Problem requirements: From the forum thread about 3D modeling with smartphone accelerometers, copy word for word the part that begins with the words containing "I invision attaching" and ends with "(Jan 5, 2013)".

# 3d modeling using smartphone accelerometers



## Justin Zazzi (May 28, 2012)

I assume this has been done already, maybe you can point me towards a company that offers something similar but is not absurdly expensive?

Smartphones have accelerometers built in. Even though they are likely not super precise, I imagine an app can be written to build a simple inertial compass that will track relative movements in 3 dimensions.

Using this method, one could trace a path around a room for example, and then plot this in a 3d graph. Or, one could trace the boundaries of the interior of a car and very quickly get some useful dimensions that would otherwise be impossible to model using a tape measure.

Does such an (android) app exist? Is there similar software for the PC that is not crazy expensive?

I invision attaching one of these decives to a microphone to create a probe that can record 3 dimensional locations and relate it to the audio recorded at those locations. If playing pink noise at the same time, one could quickly graph the characteristics of a listening space and find nodes at any frequency and their locations in that 3d space.

I imagine this would lead to more intuition about where to place bass and midbass drivers to achieve whatever goals you like. Plus, it would make modeling the acoustic properties of a very complex listening space easier.


----------



## spyders03 (Jan 5, 2013)

That would be a great app, I do not know of one that exists, (not saying much), but definitely intriguing, specially when you add in the microphone aspect. Could bring a whole new aspect to the home audio tuning game, and could probably even charge a premium for the service as well. I envision a display that would give you a 3d rotatable display with the hot spots marked in different colors. Very interesting, but also very labor (coding) intensive with a small market, meaning it would cost a premium if not done in the opensource community.


----------

Material provided:
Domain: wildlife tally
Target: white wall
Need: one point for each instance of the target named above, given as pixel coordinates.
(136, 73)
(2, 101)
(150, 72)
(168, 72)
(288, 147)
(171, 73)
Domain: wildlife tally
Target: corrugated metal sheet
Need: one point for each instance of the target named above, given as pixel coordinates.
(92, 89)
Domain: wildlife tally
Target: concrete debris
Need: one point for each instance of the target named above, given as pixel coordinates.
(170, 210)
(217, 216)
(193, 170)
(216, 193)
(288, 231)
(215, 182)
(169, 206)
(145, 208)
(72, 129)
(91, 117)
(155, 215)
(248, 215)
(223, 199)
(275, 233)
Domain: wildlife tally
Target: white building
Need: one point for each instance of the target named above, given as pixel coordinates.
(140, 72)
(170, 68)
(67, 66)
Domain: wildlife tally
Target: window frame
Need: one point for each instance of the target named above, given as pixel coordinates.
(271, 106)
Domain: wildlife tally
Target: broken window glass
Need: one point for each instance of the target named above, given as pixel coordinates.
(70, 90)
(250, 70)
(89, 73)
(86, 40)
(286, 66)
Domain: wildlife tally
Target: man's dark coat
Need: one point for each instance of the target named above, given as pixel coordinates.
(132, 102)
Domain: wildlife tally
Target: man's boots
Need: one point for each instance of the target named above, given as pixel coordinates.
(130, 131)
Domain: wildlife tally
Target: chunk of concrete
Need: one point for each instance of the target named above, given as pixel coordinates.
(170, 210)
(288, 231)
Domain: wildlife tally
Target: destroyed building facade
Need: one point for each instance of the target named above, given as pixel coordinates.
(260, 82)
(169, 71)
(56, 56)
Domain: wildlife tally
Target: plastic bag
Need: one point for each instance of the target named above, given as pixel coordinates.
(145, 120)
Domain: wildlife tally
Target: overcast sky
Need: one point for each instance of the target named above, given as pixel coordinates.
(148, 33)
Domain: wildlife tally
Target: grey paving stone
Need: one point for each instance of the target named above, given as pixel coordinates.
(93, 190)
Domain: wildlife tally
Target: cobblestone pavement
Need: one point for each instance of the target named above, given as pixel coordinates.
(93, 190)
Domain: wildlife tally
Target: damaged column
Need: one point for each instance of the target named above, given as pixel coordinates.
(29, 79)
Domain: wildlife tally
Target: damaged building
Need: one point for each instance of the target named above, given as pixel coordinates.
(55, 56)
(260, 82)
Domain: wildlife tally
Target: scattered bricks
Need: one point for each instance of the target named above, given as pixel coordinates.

The response:
I invision attaching one of these decives to a microphone to create a probe that can record 3 dimensional locations and relate it to the audio recorded at those locations. If playing pink noise at the same time, one could quickly graph the characteristics of a listening space and find nodes at any frequency and their locations in that 3d space.

I imagine this would lead to more intuition about where to place bass and midbass drivers to achieve whatever goals you like. Plus, it would make modeling the acoustic properties of a very complex listening space easier.


----------



## spyders03 (Jan 5, 2013)